Source excerpt –
[Begin]

[Osmf-talk] Paid Staff

Mikel Maron mikel_maron at yahoo.com
Sat Aug 25 20:16:18 UTC 2012


Frederik

Ultimately we agree about the approach to paid staff at this point in time.
 
However I entirely disagree with your characterization of the Board, and the OSMF. This is about decision making and how it's done in the OSMF. It's a separate issue, and so far, only framed by you in ideology. The notion of decision making you put forward is very open to confusion and not practical. And in order to ground this conversation, I challenge you to get specific on when decisions (which are not fairly characterized at orders) were not followed through, and when that was actually a good thing. 

-Mikel

* Mikel Maron * +14152835207 @mikel s:mikelmaron


>________________________________
> From: Frederik Ramm <frederik at remote.org>
>To: "osmf-talk at openstreetmap.org" <osmf-talk at openstreetmap.org> 
>Sent: Saturday, August 25, 2012 2:51 PM
>Subject: [Osmf-talk] Paid Staff
> 
>Hi,
>
>   I think I should maybe clarify my own position regarding paid staff at OSMF and give others - candidates or not - the opinion to voice theirs.
>
>1. The effects of paid staff (executive or not)
>
>1a. Board is currently relatively toothless in a do-ocracy like ours; some board members have learned this the hard way when they found that just because board decides something that doesn't mean it is actually done, or done in the way board would have liked it done. Paid staff would report to the board and therefore massively increase board's power vis-a-vis the project as a whole. This can be good and it can be bad. I believe that in some cases in the past years, the fact that our coders and admins were *not* employees and therefore able to reject board "orders" has actually helped. If we're talking about admin or coding staff then good integration with the community will certainly be a big point.

[End]

The tasks –
**1)** Please rewrite the mailing-list post from "Mikel Maron mikel_maron" up to and including "a good thing.", changing "decision making" to "governance".
**2)** Does the mailing-list post support each statement below? Answer yes or no for each, quoting the words that decide it. (a) Mikel Maron agrees with Frederik's characterization of the Board. (b) Frederik's message was sent on Saturday, August 25, 2012. (c) Frederik writes that paid staff would report to the board.
**3)** List every distinct email address that appears in the mailing-list post.

Source records
[Begin]

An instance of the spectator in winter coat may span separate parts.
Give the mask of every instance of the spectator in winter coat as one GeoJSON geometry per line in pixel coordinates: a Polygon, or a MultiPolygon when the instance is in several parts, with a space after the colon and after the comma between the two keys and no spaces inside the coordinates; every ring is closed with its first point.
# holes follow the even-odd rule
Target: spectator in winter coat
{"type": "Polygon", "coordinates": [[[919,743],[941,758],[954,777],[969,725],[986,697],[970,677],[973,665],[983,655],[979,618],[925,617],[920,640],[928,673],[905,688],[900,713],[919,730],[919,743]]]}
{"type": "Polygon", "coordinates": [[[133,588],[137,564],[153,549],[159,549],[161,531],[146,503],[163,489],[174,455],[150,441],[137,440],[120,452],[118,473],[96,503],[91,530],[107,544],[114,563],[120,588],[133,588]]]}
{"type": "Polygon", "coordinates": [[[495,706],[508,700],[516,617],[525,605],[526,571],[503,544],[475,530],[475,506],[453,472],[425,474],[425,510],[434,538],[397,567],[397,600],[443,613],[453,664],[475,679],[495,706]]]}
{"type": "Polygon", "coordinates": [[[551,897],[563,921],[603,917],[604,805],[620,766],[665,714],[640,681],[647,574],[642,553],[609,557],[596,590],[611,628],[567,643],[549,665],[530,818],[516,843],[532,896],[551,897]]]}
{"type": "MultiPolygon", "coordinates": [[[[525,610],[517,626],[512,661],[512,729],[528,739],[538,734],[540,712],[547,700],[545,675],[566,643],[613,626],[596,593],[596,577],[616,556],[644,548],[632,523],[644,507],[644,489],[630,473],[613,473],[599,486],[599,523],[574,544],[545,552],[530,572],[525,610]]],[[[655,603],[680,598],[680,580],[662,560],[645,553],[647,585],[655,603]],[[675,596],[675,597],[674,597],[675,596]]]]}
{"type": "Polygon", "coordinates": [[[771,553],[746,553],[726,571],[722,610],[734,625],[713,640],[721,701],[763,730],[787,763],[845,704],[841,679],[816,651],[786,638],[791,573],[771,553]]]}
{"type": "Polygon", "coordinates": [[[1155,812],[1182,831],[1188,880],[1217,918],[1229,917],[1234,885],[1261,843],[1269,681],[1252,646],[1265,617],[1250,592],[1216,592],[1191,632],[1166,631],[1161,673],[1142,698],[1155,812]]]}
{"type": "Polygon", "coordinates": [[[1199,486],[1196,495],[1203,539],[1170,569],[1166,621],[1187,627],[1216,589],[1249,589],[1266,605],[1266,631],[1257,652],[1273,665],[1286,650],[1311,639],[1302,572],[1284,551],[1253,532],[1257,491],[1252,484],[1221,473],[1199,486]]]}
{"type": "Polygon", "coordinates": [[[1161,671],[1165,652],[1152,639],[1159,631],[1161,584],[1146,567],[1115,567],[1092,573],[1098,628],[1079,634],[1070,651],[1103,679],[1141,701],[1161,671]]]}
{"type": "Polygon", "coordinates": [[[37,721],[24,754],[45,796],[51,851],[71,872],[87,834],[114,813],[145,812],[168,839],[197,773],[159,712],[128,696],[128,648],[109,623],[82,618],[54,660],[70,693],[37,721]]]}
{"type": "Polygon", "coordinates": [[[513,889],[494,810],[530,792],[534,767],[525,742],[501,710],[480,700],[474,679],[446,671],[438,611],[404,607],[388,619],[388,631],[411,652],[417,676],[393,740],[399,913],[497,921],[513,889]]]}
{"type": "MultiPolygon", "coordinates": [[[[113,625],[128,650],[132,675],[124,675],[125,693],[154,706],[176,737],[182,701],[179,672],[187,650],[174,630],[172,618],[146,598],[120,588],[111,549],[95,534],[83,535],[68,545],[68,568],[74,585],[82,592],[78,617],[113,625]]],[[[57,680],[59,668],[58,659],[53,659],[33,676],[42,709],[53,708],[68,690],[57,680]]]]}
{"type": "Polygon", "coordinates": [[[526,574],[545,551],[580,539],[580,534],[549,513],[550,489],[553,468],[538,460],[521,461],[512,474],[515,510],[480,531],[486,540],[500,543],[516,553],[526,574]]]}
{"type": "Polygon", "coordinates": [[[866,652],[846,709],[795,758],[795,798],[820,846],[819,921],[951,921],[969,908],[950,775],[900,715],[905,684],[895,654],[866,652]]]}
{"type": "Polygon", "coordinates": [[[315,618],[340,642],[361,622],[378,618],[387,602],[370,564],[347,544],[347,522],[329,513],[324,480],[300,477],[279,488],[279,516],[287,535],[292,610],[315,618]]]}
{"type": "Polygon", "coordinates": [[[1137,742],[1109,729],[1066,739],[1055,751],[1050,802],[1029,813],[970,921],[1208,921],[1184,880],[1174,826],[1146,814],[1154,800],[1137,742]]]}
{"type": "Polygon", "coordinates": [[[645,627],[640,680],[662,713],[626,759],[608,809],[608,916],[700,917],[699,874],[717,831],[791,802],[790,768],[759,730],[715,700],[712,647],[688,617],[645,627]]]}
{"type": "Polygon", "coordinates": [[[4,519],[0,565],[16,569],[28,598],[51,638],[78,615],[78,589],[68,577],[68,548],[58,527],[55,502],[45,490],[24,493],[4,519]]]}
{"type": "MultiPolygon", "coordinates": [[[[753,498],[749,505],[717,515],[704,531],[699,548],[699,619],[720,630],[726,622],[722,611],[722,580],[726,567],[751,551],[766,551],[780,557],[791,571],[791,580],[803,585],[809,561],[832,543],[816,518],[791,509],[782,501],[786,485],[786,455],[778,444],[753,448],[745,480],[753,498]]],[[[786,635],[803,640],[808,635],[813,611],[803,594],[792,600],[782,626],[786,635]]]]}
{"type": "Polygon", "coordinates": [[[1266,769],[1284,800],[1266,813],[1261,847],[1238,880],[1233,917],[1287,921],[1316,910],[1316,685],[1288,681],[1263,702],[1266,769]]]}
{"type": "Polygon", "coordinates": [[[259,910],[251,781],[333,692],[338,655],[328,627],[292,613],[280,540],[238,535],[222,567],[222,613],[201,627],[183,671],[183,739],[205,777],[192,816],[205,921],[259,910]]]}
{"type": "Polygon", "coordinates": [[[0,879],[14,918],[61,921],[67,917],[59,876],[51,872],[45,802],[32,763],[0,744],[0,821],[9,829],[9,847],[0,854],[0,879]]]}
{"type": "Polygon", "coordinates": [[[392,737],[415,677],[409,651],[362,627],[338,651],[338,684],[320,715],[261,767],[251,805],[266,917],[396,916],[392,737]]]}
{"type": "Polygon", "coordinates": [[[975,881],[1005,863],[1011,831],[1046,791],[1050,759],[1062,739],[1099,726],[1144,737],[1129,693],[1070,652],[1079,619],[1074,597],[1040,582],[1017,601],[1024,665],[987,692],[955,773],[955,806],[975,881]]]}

[End]

Replies –
**1)**
Mikel Maron mikel_maron at yahoo.com
Sat Aug 25 20:16:18 UTC 2012


Frederik

Ultimately we agree about the approach to paid staff at this point in time.
 
However I entirely disagree with your characterization of the Board, and the OSMF. This is about governance and how it's done in the OSMF. It's a separate issue, and so far, only framed by you in ideology. The notion of governance you put forward is very open to confusion and not practical. And in order to ground this conversation, I challenge you to get specific on when decisions (which are not fairly characterized at orders) were not followed through, and when that was actually a good thing.

**2)**
(a) No: "However I entirely disagree with your characterization of the Board, and the OSMF."
(b) Yes: "Sent: Saturday, August 25, 2012 2:51 PM"
(c) Yes: "Paid staff would report to the board"

**3)**
mikel_maron at yahoo.com
frederik at remote.org
osmf-talk at openstreetmap.org